**Task goal:**
According to the account of the PET scan, which two moles had combined on the biopsy slides?

**Extract:**
It’s Wednesday morning, the alarm rings at 7 a.m.; I have an hour until my PET scan. We arrive at the clinic and the doctor checks my blood sugar. He then says with a big smile on his face “In few minutes you’re going to be radioactive”, as if I wasn’t uneasy enough. He then injects me with some radioactive sugar and tells me I will have to wait an hour for the sugar to circulate through my bloodstream. After reclining the electronic chair, shutting off the lights, and closing the curtain he says “Just go to sleep. Don’t worry, it’s easy”. Obviously he has never had cancer. I took a while to again pray for answers, then started thinking about what my priorities would be over the course of the next five years. After the scan is finished my mom and I walk to our favorite downtown restaurant and have some lunch, waiting for the results of the PET scan and for the pathologists at the Mayo clinic to review the slides from Green Bay.
We pray for hours on the outside tables of the restaurant, which are right on the sidewalk. The sights and sounds of the city seem to fade away as I am drawn into deeper and deeper thought and prayer. Then, suddenly, my phone rings, and mom answers. It’s the dermatologist we met at the clinic on Tuesday. He tells my mom “I have good news”. My mother gratefully responds “I love you Dr. Roenigk”. All lab work including the PET scan came back negative for cancer, and the pathology report from the Mayo Clinic was astonishing.
All the pathologists at the clinic passed my biopsy slides around the lab, since they had never seen anything like this before. Two moles, a blue nevus and a spitz nevus, had combined. These two combined moles made the cellular structure look exactly like cancer, and only the most experienced pathologists would ever be able to see this. Had I stayed in Green Bay I would have had extensive surgery and began chemotherapy, but I was spared from all that pain and illness due to the experience of the pathologists at Mayo. Dr. Roenigk tells us to meet him at the clinic and he will perform a small excision to remove the remainder of the mole, then we would be free to go.
On the way I tell my mom some big news. Although I’m not sure when, during the course of our stay I realized I wanted to be a doctor, specializing in oncology. Until this time I had no idea what I really wanted to do with my life. “I know now”, I told her. Then I remembered what I told my mom back when I first was told I had cancer. God gave me it for a “good reason”. Although I didn’t know it, I was right. God had a plan.

**Stored data:**
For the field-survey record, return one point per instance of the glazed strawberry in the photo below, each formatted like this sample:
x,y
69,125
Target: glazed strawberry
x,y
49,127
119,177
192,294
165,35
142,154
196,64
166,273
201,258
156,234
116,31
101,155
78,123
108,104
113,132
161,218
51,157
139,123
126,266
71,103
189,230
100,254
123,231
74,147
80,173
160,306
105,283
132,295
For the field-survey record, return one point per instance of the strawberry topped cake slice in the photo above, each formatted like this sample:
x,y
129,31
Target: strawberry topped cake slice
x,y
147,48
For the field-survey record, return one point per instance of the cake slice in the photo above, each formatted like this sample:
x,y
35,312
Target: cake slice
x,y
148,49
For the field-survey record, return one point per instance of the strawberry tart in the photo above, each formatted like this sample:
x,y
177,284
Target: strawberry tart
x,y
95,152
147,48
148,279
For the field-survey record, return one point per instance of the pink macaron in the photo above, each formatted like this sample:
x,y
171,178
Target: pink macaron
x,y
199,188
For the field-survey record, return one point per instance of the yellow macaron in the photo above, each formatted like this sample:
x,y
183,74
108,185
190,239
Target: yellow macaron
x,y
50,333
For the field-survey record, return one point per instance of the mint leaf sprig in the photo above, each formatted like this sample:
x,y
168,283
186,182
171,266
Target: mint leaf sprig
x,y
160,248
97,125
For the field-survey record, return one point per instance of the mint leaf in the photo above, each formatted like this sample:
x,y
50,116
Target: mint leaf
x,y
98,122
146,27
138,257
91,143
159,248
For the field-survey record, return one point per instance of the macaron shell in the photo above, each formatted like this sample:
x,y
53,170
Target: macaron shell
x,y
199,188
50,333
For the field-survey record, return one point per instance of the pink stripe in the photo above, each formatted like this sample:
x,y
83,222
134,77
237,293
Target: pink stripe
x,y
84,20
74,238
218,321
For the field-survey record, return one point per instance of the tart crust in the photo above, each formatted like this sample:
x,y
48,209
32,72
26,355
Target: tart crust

**Solution to this problem:**
A blue nevus and a spitz nevus.